**Extrait du texte**.
+-------+

120. Importance très réduite de l’économie « naturelle ». — La production contemporaine est, dans son ensemble, mercantile : ceci constitue sa deuxième grande caractéristique.

Toutes les sociétés ont passé, au cours de leur histoire, par un stade dans lequel chaque unité économique élémentaire produisait tout ce qui servait à satisfaire les besoins de ses membres, et où l’échange était inconnu ; beaucoup de sociétés n’ont pas dépassé ce stade, ou ne l’ont dépassé que très peu. Dans nos pays mêmes, le temps n’est pas si éloigné de nous où chaque famille — à la campagne tout au moins — produisait quantité de choses que l’on achète maintenant, où chaque famille fabriquait son pain, filait, tissait, cousait ce qui lui était nécessaire, etc.

Ce qui subsiste chez nous, de nos jours, de l’ancienne économie naturelle, comme on l’appelle souvent — cette dénomination, à la vérité, n’est pas très heureuse —, il est difficile d’estimer d’une manière un peu précise quelle part cela représente dans la production générale. Il n’y a point, ici, de statistiques auxquelles on puisse recourir. On ne peut guère fonder une évaluation — qui sera nécessairement très imparfaite — que sur les observations auxquelles chacun a pu procéder.

Appliquons-nous, tout d’abord, à bien définir notre concept. Il n’y a pas économie naturelle quand un individu produit des biens qu’il emploie, ensuite, à produire d’autres biens destinés à être vendus. Un industriel, qui vend des marchandises d’une espèce a, fabrique des biens d’une espèce b, parce que ceux-ci lui servent à produire ceux-là : il n’y a rien là qui doive être regardé comme de l’économie naturelle. Il n’y a économie naturelle que lorsque l’on produit — ou que l’on travaille — pour sa propre consommation.

Il est à noter, toutefois, que la démarcation de l’économie naturelle et de l’économie mercantile n’est pas toujours aisée à établir. Il semble bien qu’il y ait lieu d’inscrire dans l’économie naturelle ces travaux que l’on fait exécuter par des domestiques. Sans doute le domestique est payé par son maître. Seulement il appartient à la maison : et c’est ce qu’exprime précisément le mot « domestique ». La femme de ménage qui vient tous les jours passer un certain nombre d’heures dans une maison parait de voir être assimilée au domestique : et la raison en est que cette femme de ménage, pendant les heures qu’elle donne, se met à la disposition de ceux qui l’emploient ; elle fournit des services dont la nature n’est pas déterminée à l’avance d’une manière parfaitement rigoureuse. Les services, au contraire, qu’un laveur de vitres — là où ce métier existe — ou qu’un frotteur fournissent rentrent dans l’économie mercantile. Et il en est de même pour les services que fournissent les employés de ces hôtels pour familles comme il en existe beaucoup aux États-Unis : car ces employés ne sont pas payés directement par les familles qu’ils servent.

+-------+

**Données extraites**.
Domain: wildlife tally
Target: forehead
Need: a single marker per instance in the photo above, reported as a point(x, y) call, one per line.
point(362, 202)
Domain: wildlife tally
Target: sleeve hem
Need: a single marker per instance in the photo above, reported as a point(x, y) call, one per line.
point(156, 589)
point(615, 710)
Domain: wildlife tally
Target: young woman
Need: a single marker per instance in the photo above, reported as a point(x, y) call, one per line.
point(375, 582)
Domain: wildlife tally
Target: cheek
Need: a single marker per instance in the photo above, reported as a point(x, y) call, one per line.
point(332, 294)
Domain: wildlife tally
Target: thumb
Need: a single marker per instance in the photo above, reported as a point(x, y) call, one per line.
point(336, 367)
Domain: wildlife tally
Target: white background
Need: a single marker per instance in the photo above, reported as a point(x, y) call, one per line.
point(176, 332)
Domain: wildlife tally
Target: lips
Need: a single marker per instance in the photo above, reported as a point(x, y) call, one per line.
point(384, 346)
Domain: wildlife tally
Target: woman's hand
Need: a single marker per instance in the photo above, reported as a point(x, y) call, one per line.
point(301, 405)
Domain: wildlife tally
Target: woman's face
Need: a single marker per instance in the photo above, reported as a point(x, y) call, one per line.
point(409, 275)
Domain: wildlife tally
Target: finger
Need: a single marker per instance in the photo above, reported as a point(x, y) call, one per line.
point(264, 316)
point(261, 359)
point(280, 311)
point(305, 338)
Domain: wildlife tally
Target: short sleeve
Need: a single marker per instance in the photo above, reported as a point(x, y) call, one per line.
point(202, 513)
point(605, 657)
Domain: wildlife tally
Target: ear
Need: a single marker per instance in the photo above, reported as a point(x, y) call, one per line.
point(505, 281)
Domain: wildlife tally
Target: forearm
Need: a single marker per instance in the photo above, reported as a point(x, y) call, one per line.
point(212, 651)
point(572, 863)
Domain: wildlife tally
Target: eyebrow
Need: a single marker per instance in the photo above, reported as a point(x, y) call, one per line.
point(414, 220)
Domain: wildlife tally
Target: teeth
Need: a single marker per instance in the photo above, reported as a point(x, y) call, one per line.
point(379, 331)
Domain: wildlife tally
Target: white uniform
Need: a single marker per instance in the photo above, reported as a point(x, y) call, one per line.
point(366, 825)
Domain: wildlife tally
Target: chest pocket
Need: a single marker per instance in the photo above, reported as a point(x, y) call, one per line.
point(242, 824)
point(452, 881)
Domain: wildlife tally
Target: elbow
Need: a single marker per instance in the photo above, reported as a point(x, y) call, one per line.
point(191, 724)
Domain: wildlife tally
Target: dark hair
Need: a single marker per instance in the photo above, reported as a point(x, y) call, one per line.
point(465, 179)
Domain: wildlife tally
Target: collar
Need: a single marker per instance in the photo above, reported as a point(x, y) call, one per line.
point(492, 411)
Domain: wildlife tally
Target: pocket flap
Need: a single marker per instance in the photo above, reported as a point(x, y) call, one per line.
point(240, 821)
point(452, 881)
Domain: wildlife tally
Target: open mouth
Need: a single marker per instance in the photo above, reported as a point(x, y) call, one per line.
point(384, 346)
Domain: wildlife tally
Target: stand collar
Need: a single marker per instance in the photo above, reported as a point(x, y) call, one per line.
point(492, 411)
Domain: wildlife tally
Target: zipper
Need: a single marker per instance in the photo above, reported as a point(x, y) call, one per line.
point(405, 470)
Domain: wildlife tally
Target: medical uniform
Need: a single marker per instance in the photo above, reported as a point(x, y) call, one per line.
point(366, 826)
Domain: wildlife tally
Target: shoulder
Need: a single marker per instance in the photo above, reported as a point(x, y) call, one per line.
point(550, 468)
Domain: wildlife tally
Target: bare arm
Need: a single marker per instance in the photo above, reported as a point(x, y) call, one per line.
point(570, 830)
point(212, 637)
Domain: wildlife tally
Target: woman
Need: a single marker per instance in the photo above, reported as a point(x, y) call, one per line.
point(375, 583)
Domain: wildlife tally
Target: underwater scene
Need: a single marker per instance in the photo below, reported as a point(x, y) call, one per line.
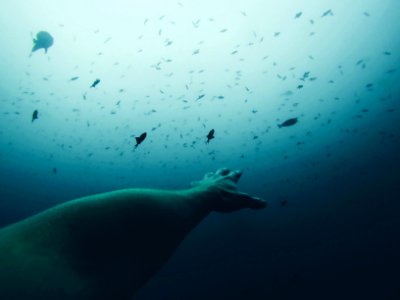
point(302, 96)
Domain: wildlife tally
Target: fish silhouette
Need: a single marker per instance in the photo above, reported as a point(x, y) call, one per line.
point(35, 115)
point(43, 41)
point(210, 135)
point(289, 122)
point(96, 82)
point(140, 139)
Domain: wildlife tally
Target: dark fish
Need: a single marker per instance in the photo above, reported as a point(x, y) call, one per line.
point(210, 135)
point(327, 13)
point(298, 15)
point(35, 115)
point(96, 82)
point(289, 122)
point(43, 41)
point(140, 139)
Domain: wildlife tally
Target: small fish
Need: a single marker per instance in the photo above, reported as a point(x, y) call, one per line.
point(96, 82)
point(201, 96)
point(289, 122)
point(298, 15)
point(210, 135)
point(327, 13)
point(140, 139)
point(35, 115)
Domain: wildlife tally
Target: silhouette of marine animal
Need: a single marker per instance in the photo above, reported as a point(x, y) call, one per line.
point(43, 41)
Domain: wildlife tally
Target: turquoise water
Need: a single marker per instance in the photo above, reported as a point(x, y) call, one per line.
point(177, 70)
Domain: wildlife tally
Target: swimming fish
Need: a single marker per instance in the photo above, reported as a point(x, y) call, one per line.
point(96, 82)
point(289, 122)
point(210, 135)
point(35, 115)
point(140, 139)
point(327, 13)
point(43, 41)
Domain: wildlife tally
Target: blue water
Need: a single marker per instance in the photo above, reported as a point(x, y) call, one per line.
point(331, 230)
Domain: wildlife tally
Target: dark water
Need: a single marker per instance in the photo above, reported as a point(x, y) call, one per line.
point(332, 227)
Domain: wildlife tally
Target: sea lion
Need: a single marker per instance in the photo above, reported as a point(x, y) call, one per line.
point(107, 246)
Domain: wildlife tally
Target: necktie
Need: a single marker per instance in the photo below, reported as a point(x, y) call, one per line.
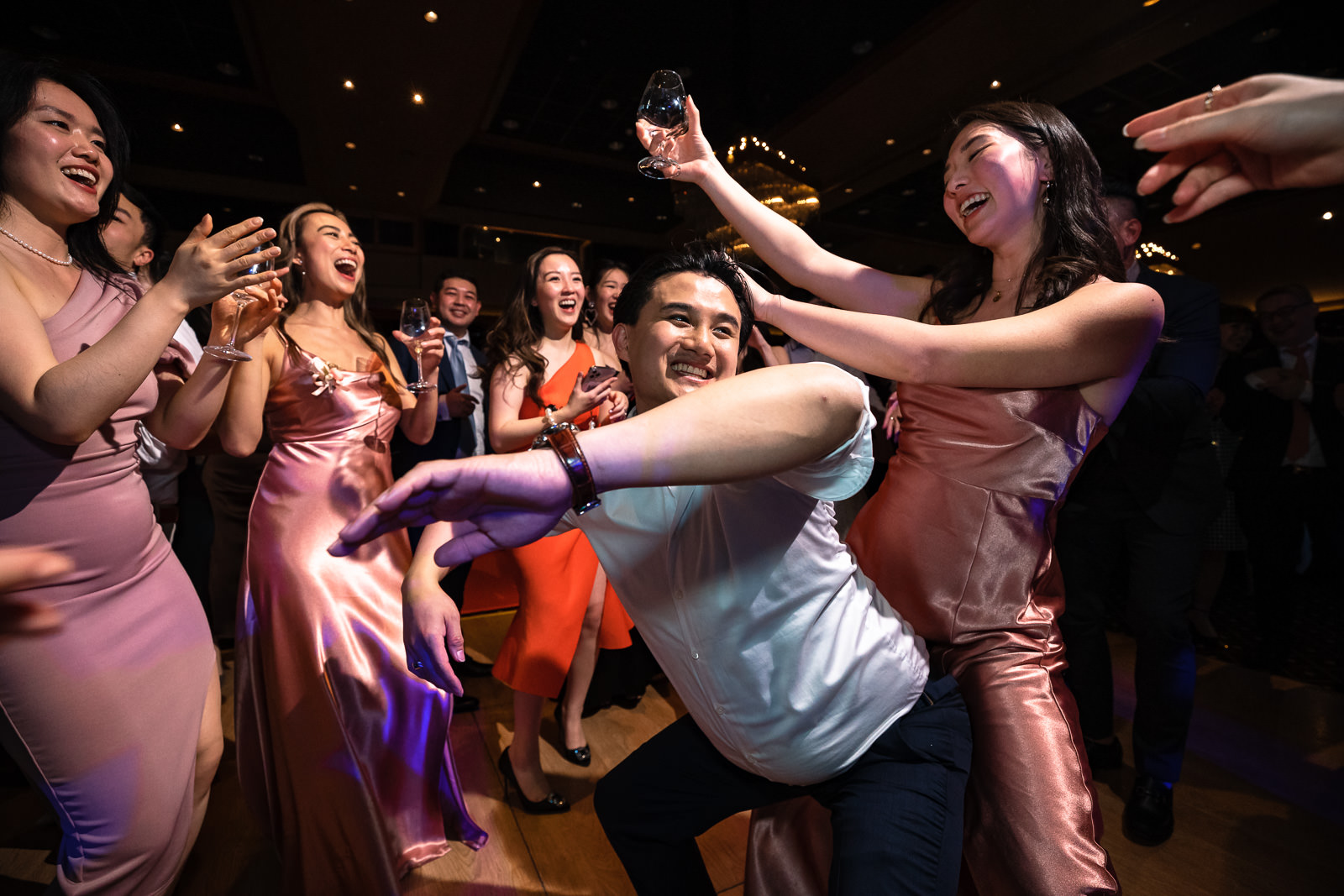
point(467, 443)
point(1300, 437)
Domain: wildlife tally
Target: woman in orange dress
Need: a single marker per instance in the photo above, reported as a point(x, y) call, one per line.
point(539, 364)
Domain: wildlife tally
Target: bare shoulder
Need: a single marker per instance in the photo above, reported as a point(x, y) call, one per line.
point(1117, 301)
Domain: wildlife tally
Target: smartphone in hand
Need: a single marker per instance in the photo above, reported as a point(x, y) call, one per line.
point(597, 375)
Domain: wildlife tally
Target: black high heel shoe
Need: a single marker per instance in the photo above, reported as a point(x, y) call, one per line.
point(553, 805)
point(578, 755)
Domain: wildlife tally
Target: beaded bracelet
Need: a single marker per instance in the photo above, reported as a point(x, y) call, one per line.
point(564, 439)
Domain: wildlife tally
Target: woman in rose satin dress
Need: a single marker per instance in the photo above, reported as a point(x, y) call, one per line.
point(1010, 365)
point(566, 610)
point(113, 712)
point(340, 748)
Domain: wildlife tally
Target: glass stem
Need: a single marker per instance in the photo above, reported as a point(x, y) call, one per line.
point(239, 318)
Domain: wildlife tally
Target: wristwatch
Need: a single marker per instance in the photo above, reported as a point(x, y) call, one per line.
point(562, 438)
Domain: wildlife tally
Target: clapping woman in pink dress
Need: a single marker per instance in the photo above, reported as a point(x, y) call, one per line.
point(114, 715)
point(342, 750)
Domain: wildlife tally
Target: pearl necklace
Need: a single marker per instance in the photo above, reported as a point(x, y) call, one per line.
point(38, 251)
point(999, 291)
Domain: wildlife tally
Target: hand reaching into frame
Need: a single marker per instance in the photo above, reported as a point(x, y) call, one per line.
point(1268, 132)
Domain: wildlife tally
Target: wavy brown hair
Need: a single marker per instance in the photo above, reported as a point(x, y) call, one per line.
point(512, 342)
point(1075, 241)
point(355, 311)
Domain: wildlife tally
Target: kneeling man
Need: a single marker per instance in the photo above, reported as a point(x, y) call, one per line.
point(799, 676)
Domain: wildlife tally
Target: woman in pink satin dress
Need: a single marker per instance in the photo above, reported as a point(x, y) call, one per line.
point(1010, 364)
point(113, 714)
point(342, 752)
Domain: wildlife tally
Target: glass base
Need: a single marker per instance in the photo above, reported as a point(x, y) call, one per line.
point(226, 352)
point(658, 167)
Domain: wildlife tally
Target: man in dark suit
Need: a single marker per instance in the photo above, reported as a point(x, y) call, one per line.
point(461, 414)
point(1287, 401)
point(1131, 533)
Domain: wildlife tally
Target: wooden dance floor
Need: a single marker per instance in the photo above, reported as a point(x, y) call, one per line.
point(1260, 812)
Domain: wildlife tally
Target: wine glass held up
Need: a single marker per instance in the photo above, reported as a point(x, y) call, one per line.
point(416, 320)
point(663, 107)
point(259, 262)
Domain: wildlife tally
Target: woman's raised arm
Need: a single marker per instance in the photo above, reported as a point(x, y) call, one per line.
point(783, 244)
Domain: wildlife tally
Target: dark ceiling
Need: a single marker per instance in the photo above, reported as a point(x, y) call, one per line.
point(528, 92)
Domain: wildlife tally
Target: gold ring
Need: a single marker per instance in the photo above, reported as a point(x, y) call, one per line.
point(1209, 98)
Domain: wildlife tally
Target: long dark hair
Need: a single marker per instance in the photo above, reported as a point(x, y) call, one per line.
point(512, 342)
point(355, 309)
point(19, 80)
point(1075, 242)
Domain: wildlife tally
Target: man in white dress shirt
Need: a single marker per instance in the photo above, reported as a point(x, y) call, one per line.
point(799, 676)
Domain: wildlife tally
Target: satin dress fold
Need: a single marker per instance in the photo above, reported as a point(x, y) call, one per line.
point(104, 715)
point(340, 748)
point(960, 539)
point(550, 579)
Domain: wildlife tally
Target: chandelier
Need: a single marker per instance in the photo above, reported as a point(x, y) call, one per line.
point(761, 170)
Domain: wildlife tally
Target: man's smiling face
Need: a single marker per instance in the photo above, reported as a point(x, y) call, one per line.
point(687, 336)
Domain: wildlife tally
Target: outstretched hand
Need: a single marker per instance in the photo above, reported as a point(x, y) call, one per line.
point(501, 501)
point(1269, 132)
point(432, 629)
point(691, 150)
point(207, 265)
point(24, 569)
point(262, 308)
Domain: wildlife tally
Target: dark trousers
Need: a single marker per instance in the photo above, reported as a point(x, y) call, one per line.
point(895, 815)
point(1277, 510)
point(1126, 559)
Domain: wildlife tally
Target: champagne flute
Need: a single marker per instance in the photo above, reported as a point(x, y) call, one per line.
point(663, 107)
point(414, 322)
point(230, 351)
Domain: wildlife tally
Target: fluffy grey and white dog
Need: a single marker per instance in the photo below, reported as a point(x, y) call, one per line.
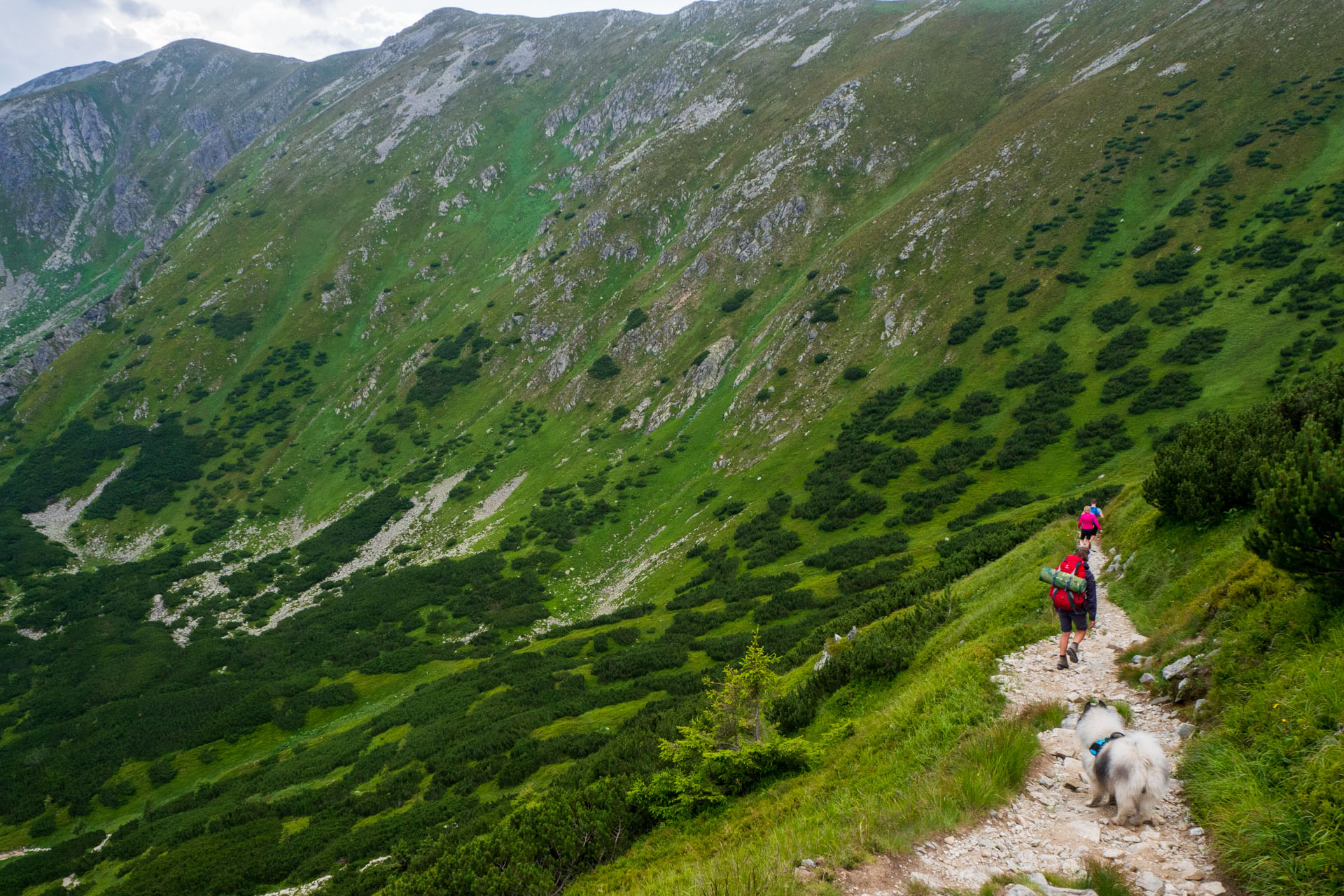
point(1126, 767)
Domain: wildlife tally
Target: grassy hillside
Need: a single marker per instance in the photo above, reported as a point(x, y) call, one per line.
point(510, 384)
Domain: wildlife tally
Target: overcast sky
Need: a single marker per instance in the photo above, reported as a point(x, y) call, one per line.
point(42, 35)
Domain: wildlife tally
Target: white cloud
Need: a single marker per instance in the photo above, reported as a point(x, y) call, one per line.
point(43, 35)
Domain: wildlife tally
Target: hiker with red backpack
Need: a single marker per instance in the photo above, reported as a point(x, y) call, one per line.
point(1069, 592)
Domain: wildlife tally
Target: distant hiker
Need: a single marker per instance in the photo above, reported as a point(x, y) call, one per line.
point(1069, 596)
point(1088, 526)
point(1092, 505)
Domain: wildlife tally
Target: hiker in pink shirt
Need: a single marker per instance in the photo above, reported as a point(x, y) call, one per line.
point(1088, 526)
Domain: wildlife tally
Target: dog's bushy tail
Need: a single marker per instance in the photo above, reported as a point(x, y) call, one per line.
point(1144, 780)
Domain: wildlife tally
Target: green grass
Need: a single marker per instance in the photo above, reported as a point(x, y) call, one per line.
point(930, 752)
point(1262, 776)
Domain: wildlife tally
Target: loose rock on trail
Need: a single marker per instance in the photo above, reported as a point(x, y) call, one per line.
point(1049, 828)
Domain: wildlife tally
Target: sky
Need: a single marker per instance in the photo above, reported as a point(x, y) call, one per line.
point(43, 35)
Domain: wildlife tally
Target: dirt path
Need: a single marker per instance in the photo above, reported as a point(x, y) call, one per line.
point(1047, 828)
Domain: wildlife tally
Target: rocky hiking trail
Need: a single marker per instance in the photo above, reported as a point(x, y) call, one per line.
point(1047, 828)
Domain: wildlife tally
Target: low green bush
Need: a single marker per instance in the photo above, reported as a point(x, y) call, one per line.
point(604, 368)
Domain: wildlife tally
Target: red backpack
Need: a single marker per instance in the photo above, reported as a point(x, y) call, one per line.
point(1070, 573)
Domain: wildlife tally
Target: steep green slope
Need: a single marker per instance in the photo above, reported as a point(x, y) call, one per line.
point(518, 323)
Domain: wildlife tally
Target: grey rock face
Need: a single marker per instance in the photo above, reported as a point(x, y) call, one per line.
point(1177, 669)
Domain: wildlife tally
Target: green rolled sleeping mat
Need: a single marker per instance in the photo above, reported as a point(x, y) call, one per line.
point(1063, 580)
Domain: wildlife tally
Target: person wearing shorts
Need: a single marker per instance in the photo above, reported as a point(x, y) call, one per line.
point(1075, 622)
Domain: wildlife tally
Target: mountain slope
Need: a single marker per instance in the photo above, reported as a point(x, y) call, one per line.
point(756, 316)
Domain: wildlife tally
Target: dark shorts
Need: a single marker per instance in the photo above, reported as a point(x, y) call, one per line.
point(1072, 620)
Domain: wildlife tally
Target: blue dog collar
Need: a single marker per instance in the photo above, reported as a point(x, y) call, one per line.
point(1096, 747)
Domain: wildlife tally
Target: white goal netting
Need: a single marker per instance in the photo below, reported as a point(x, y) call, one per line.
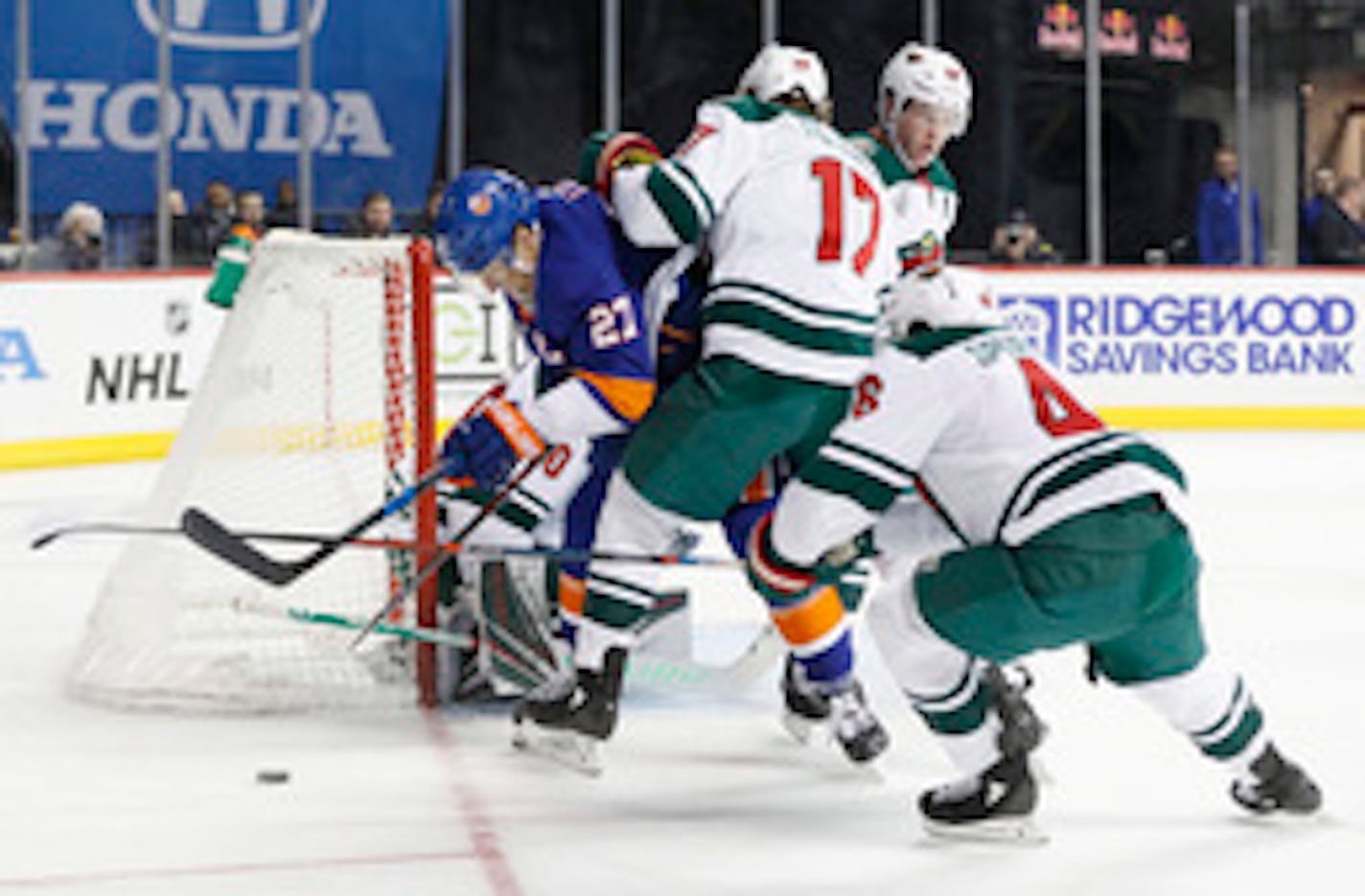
point(305, 421)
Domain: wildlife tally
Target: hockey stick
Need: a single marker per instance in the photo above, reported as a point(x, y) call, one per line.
point(644, 667)
point(232, 545)
point(315, 616)
point(392, 544)
point(434, 564)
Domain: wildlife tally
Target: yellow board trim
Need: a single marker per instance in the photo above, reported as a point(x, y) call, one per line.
point(93, 448)
point(1236, 418)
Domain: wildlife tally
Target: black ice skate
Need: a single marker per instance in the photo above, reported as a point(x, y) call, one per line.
point(568, 716)
point(855, 727)
point(998, 803)
point(1277, 785)
point(804, 706)
point(844, 714)
point(995, 805)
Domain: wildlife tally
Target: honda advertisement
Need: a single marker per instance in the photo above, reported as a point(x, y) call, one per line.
point(372, 118)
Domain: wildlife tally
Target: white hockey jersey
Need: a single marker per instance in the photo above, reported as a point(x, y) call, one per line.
point(795, 221)
point(923, 206)
point(988, 435)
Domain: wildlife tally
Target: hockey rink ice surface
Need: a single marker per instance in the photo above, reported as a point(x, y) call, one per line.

+-------+

**Consignes à suivre**.
• A. Pourquoi, d'après le passage sur l'économie naturelle, les services des employés des hôtels pour familles aux États-Unis relèvent-ils de l'économie mercantile ? Répondez en une à trois phrases.
• B. Recopiez le passage sur l'économie naturelle en commençant à « 120. Importance très » et en terminant à « deuxième grande caractéristique. ».

**Réponses aux consignes**.
• A. Ces employés ne sont pas payés directement par les familles qu'ils servent. Leurs services entrent donc dans l'économie mercantile.

• B.
120. Importance très réduite de l’économie « naturelle ». — La production contemporaine est, dans son ensemble, mercantile : ceci constitue sa deuxième grande caractéristique.